§ Short problem
Rescale the point coordinates in the answers below. Reproduce every line, but multiply each answer coordinate by 1.85 and round to a whole number with halves rounded up; leave the sample coordinates and all other lines unchanged.

[Excerpt from a dataset]
-.-.-
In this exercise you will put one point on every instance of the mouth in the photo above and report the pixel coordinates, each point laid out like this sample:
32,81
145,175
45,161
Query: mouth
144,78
-.-.-
§ Final result
In this exercise you will put one point on every instance of the mouth in the photo above and report the pixel coordinates, each point laid out like this sample:
32,81
145,175
45,161
Query: mouth
266,144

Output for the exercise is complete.